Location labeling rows
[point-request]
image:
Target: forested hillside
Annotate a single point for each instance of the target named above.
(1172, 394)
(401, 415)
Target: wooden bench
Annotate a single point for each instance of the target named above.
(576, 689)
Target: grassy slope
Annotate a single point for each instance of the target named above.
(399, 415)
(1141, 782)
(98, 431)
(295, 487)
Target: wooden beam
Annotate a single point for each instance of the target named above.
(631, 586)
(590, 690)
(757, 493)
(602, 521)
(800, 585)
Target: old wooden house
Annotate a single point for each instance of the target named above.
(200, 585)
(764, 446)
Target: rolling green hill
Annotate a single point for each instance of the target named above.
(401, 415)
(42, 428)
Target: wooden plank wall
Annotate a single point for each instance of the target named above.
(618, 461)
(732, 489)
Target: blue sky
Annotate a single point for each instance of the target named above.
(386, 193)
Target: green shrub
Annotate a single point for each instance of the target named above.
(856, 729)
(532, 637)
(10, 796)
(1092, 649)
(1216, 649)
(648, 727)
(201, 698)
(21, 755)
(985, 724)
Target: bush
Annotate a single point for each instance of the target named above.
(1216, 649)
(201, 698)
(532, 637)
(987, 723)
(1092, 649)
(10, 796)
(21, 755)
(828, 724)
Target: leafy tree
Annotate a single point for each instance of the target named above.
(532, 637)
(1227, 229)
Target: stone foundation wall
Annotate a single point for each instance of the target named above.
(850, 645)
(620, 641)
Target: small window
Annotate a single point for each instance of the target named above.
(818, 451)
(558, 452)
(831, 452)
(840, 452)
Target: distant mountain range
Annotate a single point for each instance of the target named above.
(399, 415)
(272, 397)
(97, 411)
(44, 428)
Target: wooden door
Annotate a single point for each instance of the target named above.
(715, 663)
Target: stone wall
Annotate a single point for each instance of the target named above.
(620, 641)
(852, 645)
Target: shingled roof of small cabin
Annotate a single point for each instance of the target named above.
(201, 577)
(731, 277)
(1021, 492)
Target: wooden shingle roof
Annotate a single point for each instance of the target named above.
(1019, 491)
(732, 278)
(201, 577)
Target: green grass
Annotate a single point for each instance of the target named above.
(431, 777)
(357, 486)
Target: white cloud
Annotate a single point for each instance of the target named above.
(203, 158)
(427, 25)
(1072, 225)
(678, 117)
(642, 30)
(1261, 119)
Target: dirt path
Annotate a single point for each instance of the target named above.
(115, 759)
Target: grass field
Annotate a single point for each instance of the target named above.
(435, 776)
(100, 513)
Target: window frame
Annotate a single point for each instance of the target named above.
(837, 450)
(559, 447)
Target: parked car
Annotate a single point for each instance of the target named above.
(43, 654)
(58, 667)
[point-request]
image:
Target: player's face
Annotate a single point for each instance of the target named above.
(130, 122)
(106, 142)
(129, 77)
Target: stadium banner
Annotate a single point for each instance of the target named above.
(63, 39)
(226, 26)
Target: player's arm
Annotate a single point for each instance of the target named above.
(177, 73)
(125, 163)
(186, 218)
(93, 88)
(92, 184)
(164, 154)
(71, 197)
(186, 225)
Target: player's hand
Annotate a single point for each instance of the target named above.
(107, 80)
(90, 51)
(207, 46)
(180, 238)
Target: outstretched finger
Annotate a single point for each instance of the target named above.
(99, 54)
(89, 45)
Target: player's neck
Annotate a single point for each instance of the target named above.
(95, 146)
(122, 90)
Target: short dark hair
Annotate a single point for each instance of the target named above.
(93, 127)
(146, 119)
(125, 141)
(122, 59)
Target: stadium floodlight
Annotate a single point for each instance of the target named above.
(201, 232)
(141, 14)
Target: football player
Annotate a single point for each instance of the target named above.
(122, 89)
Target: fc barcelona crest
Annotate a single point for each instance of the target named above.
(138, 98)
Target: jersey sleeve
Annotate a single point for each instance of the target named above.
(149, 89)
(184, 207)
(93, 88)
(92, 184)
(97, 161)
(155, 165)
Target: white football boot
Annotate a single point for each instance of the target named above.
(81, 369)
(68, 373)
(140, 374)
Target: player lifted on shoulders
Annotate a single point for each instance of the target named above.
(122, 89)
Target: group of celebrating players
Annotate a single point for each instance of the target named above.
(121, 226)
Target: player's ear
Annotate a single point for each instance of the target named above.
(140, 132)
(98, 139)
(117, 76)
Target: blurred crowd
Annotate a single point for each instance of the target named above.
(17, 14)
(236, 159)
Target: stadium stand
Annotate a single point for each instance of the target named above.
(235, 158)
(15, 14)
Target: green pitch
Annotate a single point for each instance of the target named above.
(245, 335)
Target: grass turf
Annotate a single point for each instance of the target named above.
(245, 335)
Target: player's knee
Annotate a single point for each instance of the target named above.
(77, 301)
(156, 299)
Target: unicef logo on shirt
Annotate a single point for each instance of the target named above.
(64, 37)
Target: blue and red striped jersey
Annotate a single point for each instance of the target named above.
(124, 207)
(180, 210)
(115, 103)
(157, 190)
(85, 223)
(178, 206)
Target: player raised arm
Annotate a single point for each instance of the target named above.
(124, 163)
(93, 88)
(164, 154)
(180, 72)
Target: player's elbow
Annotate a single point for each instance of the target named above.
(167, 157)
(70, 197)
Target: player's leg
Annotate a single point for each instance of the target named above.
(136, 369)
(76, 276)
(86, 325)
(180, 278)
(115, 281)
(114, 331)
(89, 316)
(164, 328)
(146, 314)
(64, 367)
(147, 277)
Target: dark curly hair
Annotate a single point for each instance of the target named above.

Exercise directions – Starting at the line that contains "Target: grass turf" and ending at the last of the rows, rewrite those lines with "jersey" changed to "uniform top" and everything else left as it is.

Answer to the problem –
Target: grass turf
Annotate a single point for each instance of the target named above.
(245, 335)
Target: player's knee
Annotate a single point for each instance of the target named above.
(77, 301)
(156, 299)
Target: unicef logo on shirt
Annotate a single point for each instance of the target named above.
(64, 37)
Target: blue and red striped uniform top
Annotate a single point for each instance of the target named above.
(124, 207)
(180, 210)
(115, 103)
(157, 190)
(85, 223)
(178, 206)
Target: player raised arm
Annotate a single point for each instance of the target named above.
(124, 163)
(93, 88)
(164, 154)
(180, 72)
Target: player's elbow
Annotate a single point for each instance of the target named above.
(167, 157)
(70, 197)
Target: player's leg
Annotate a single point for each instance of the target named above.
(136, 369)
(76, 276)
(86, 325)
(180, 278)
(115, 281)
(114, 331)
(89, 316)
(164, 328)
(146, 314)
(64, 367)
(147, 277)
Target: dark curly hair
Annotate a single point for each instance of the target named above.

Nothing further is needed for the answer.